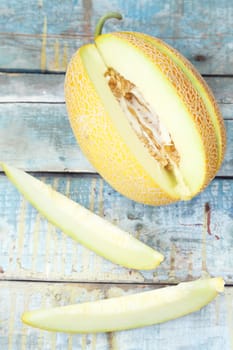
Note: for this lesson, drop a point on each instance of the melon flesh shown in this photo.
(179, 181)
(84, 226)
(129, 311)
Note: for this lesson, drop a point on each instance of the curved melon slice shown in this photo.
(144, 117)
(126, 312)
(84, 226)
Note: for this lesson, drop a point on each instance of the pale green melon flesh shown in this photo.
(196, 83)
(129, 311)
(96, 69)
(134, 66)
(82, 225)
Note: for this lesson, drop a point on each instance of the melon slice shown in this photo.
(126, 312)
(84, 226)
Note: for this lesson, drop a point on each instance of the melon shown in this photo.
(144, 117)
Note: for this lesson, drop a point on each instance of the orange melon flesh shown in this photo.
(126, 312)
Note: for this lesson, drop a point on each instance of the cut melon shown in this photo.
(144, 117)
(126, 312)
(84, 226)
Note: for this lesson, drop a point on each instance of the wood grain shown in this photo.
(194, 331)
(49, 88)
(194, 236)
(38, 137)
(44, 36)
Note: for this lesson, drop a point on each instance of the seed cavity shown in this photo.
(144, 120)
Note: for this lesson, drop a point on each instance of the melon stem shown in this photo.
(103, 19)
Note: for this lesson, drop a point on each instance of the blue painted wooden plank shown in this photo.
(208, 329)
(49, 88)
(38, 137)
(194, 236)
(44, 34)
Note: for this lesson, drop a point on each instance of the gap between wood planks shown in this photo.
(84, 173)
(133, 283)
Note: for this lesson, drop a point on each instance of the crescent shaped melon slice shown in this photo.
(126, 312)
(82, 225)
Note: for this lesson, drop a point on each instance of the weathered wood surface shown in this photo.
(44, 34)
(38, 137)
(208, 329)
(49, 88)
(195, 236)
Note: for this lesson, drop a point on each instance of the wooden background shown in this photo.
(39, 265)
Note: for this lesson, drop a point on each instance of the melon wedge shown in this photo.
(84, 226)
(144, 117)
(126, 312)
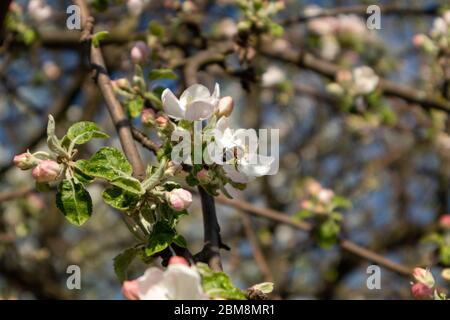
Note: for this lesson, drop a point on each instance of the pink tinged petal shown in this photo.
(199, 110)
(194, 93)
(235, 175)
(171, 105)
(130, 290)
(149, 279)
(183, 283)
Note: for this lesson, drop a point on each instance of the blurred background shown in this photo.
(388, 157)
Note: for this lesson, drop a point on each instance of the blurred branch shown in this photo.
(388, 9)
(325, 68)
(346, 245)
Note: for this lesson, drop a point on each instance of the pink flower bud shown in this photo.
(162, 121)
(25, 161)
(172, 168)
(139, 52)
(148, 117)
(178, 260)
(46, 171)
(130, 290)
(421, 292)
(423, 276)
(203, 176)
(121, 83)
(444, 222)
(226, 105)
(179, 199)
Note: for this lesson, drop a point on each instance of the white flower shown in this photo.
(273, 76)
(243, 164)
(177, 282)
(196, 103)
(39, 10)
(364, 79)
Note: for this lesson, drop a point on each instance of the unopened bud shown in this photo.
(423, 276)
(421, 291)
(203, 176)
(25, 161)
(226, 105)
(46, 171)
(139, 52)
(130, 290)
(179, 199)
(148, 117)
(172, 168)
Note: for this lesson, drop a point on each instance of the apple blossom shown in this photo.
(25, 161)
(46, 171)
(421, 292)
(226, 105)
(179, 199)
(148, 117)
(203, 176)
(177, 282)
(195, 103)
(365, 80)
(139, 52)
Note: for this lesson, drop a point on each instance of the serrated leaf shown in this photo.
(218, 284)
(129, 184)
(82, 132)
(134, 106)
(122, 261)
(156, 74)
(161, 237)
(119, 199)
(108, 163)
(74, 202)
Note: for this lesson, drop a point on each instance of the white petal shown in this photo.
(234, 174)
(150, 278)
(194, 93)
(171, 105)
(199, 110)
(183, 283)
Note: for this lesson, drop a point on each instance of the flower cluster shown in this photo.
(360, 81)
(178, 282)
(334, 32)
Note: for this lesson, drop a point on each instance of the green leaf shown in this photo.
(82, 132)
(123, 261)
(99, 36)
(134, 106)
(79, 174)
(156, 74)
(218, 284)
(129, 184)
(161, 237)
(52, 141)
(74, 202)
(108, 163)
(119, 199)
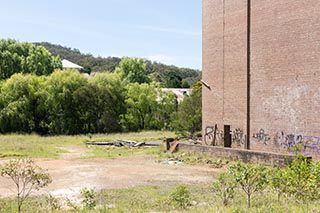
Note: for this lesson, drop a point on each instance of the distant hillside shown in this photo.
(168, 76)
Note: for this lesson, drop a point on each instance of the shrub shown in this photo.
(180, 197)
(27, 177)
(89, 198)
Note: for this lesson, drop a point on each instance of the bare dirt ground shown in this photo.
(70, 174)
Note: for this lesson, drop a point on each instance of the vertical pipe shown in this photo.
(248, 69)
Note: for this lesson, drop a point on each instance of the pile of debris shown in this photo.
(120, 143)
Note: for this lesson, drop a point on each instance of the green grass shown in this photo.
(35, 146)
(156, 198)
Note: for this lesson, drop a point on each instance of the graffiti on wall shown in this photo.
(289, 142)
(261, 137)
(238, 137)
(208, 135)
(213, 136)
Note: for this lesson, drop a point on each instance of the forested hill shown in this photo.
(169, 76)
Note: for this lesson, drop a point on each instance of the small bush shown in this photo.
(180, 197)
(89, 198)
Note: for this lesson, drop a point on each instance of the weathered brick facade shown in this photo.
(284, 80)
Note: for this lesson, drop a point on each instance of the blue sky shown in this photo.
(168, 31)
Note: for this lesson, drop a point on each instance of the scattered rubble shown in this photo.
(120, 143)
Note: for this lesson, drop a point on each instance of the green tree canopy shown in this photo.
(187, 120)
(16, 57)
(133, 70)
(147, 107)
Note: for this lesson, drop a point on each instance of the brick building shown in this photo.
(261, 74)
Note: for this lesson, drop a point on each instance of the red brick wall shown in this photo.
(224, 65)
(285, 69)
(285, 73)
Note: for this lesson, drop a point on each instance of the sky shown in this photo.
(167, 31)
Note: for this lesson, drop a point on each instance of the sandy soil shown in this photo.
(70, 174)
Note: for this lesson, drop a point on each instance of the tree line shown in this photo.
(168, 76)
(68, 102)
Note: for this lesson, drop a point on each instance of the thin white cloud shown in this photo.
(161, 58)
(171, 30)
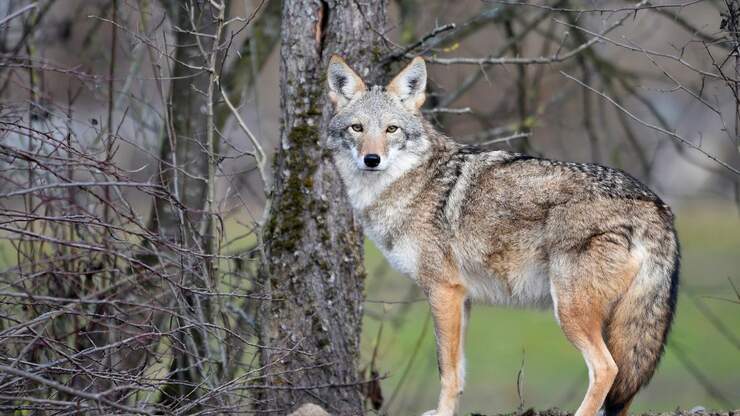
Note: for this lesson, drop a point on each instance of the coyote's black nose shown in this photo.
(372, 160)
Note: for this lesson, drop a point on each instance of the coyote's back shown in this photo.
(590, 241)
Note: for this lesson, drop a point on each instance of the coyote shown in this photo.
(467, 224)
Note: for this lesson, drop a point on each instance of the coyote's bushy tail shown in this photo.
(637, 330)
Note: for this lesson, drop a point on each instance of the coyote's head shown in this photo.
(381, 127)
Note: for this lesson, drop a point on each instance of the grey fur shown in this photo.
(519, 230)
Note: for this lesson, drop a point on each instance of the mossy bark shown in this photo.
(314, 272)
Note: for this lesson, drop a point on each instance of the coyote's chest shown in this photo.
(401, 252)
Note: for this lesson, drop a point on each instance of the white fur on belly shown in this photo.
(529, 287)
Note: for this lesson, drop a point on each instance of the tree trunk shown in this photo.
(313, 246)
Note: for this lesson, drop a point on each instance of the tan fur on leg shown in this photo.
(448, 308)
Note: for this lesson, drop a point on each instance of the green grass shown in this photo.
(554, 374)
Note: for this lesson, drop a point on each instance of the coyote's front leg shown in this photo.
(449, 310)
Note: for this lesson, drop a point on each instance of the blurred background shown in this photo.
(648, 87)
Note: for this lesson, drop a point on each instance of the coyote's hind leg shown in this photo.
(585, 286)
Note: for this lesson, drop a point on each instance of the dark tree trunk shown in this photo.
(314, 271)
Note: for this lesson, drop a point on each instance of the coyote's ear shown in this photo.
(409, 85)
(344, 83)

WHAT NEEDS TO BE DONE:
Omit each picture, then return all of the listing exactly as it stands.

CORRECT OUTPUT:
Note: for this lesson, drop a point on each instance of the melon flesh shown in this photo.
(179, 181)
(84, 226)
(129, 311)
Note: for this lesson, drop a point on each instance of the curved melon slice shown in this photo.
(144, 117)
(126, 312)
(84, 226)
Note: for this lesson, drop a point on each instance of the pale green melon flesh shown in this photo.
(196, 83)
(129, 311)
(96, 69)
(134, 66)
(82, 225)
Note: for this lesson, drop a point on each instance of the melon slice shown in this photo.
(126, 312)
(84, 226)
Note: for this lesson, drop a point on each instance of the melon shown in this photo.
(144, 117)
Note: for this lesson, drop a point on each instance of the orange melon flesh shown in this photo.
(126, 312)
Note: for this lesson, drop a point on each instance of the cut melon shown in this photo.
(144, 117)
(126, 312)
(84, 226)
Note: for this lesson, drop a point on each instance of the wood grain shown in this photo.
(194, 331)
(49, 88)
(194, 236)
(38, 137)
(44, 36)
Note: for this lesson, drop a point on each instance of the seed cavity shown in this photo.
(144, 120)
Note: for this lesson, drop a point on each instance of the melon stem shown in this photo.
(103, 19)
Note: for this lesson, drop a point on each instance of the blue painted wooden plank shown in this photo.
(208, 329)
(49, 88)
(38, 137)
(194, 236)
(44, 34)
Note: for this lesson, drop a point on each instance of the gap between wood planks shown in this photo.
(84, 173)
(133, 283)
Note: for this lesson, drop a point on each instance of the crescent shaped melon slice shown in this photo.
(126, 312)
(82, 225)
Note: for this lesson, drop a point on each instance of the weathered wood surface shown in this photo.
(44, 34)
(38, 137)
(208, 329)
(49, 88)
(195, 236)
Note: for this lesson, drop a point on each instance of the wooden background shown in this photo.
(39, 265)
Note: for this lesson, drop a point on each instance of the melon wedge shown in this photo.
(84, 226)
(144, 117)
(126, 312)
Note: for this lesson, drop a point on each instance of the pink tinged petal shown in this photo.
(199, 110)
(194, 93)
(235, 175)
(171, 105)
(130, 290)
(149, 279)
(183, 283)
Note: for this lesson, drop a point on each instance of the blurred background shown in this photo.
(388, 157)
Note: for this lesson, drop a point on each instance of the blurred branch shown in this photo.
(388, 9)
(325, 68)
(346, 245)
Note: for this lesson, drop a point on each instance of the pink flower bud shown in this photo.
(162, 121)
(25, 161)
(172, 168)
(139, 52)
(148, 117)
(178, 260)
(46, 171)
(130, 290)
(421, 292)
(423, 276)
(203, 176)
(121, 83)
(444, 222)
(226, 105)
(179, 199)
Note: for this lesson, drop a point on each instance of the white flower shown in this photo.
(273, 76)
(243, 164)
(177, 282)
(196, 103)
(39, 10)
(364, 79)
Note: for this lesson, drop a point on each instance of the unopened bud shown in this photo.
(423, 276)
(421, 291)
(203, 176)
(25, 161)
(226, 105)
(46, 171)
(139, 52)
(130, 290)
(179, 199)
(148, 117)
(172, 168)
Note: for this lesson, drop a point on each instance of the apple blossom shown in this photo.
(25, 161)
(46, 171)
(421, 292)
(226, 105)
(179, 199)
(148, 117)
(203, 176)
(177, 282)
(195, 103)
(365, 80)
(139, 52)
Note: for this lesson, drop a point on each instance of the serrated leaf shown in this photo.
(218, 284)
(129, 184)
(82, 132)
(134, 106)
(122, 261)
(156, 74)
(161, 237)
(119, 199)
(108, 163)
(74, 202)
Note: for this lesson, drop a point on each instance of the white petal shown in this photo.
(234, 174)
(150, 278)
(194, 93)
(171, 105)
(199, 110)
(183, 283)
Note: for this lesson, drop a point on each instance of the flower cluster shown in this photo.
(360, 81)
(178, 282)
(334, 32)
Note: for this lesson, drop a point on each instance of the green leaf shown in this photo.
(82, 132)
(123, 261)
(99, 36)
(134, 106)
(79, 174)
(156, 74)
(218, 284)
(129, 184)
(161, 237)
(52, 141)
(74, 202)
(108, 163)
(119, 199)
Note: for this lesson, drop a point on each instance of the distant hillside shown in this photo.
(168, 76)
Note: for this lesson, drop a point on each instance of the shrub shown in this photo.
(180, 197)
(27, 177)
(89, 198)
Note: for this lesson, drop a point on each instance of the bare dirt ground shown in this photo.
(70, 174)
Note: for this lesson, drop a point on each instance of the vertical pipe shown in this photo.
(248, 69)
Note: for this lesson, drop a point on each instance of the pile of debris shown in this photo.
(120, 143)
Note: for this lesson, drop a point on each instance of the green grass shown in this photo.
(35, 146)
(156, 198)
Note: for this lesson, drop a point on each instance of the graffiti on wall shown in this photo.
(289, 142)
(261, 137)
(238, 137)
(208, 135)
(213, 136)
Note: for this lesson, drop a point on each instance of the forested hill shown in this photo.
(169, 76)
Note: for this lesson, drop a point on each instance of the small bush shown in this photo.
(180, 197)
(89, 198)
Note: for this lesson, drop a point on each instance of the weathered brick facade shown in this photo.
(284, 80)
Note: for this lesson, drop a point on each instance of the blue sky shown in this photo.
(168, 31)
Note: for this lesson, drop a point on each instance of the scattered rubble shown in this photo.
(120, 143)
Note: for this lesson, drop a point on each instance of the green tree canopy shown in this photo.
(187, 120)
(16, 57)
(133, 70)
(147, 107)
Note: for this lesson, drop a point on each instance of the brick building shown in this photo.
(261, 74)
Note: for this lesson, drop a point on each instance of the red brick wall shown in this photo.
(224, 65)
(285, 69)
(285, 73)
Note: for this lesson, drop a point on each instance of the sky shown in this photo.
(167, 31)
Note: for this lesson, drop a point on each instance of the sandy soil shown in this photo.
(70, 174)
Note: for this lesson, drop a point on each instance of the tree line shown in this photo.
(168, 76)
(68, 102)
Note: for this lesson, drop a point on each instance of the thin white cloud shown in this photo.
(161, 58)
(171, 30)
Note: for this lesson, drop a point on each instance of the coyote's black nose shown in this photo.
(372, 160)
Note: for this lesson, drop a point on each instance of the coyote's back shown in this photo.
(590, 241)
Note: for this lesson, drop a point on each instance of the coyote shown in this photo.
(467, 224)
Note: for this lesson, drop a point on each instance of the coyote's bushy tail shown in this photo.
(637, 330)
Note: for this lesson, drop a point on each instance of the coyote's head shown in this photo.
(381, 127)
Note: for this lesson, drop a point on each instance of the grey fur shown in this photo.
(519, 230)
Note: for this lesson, drop a point on each instance of the mossy bark shown in this photo.
(314, 272)
Note: for this lesson, drop a point on each instance of the coyote's chest shown in this photo.
(401, 252)
Note: for this lesson, drop a point on each instance of the white fur on belly shown in this photo.
(529, 287)
Note: for this lesson, drop a point on each instance of the tree trunk shown in this photo.
(313, 246)
Note: for this lesson, drop a point on each instance of the tan fur on leg shown in this photo.
(448, 308)
Note: for this lesson, drop a point on each instance of the green grass shown in this photo.
(554, 374)
Note: for this lesson, drop a point on each instance of the coyote's front leg shown in this photo.
(449, 310)
Note: for this lesson, drop a point on each instance of the blurred background shown in this photo.
(648, 87)
Note: for this lesson, drop a point on each instance of the coyote's hind leg shown in this photo.
(585, 286)
Note: for this lesson, drop a point on each instance of the dark tree trunk shown in this photo.
(314, 271)
Note: for this lesson, drop a point on each instance of the coyote's ear shown in this photo.
(409, 85)
(344, 83)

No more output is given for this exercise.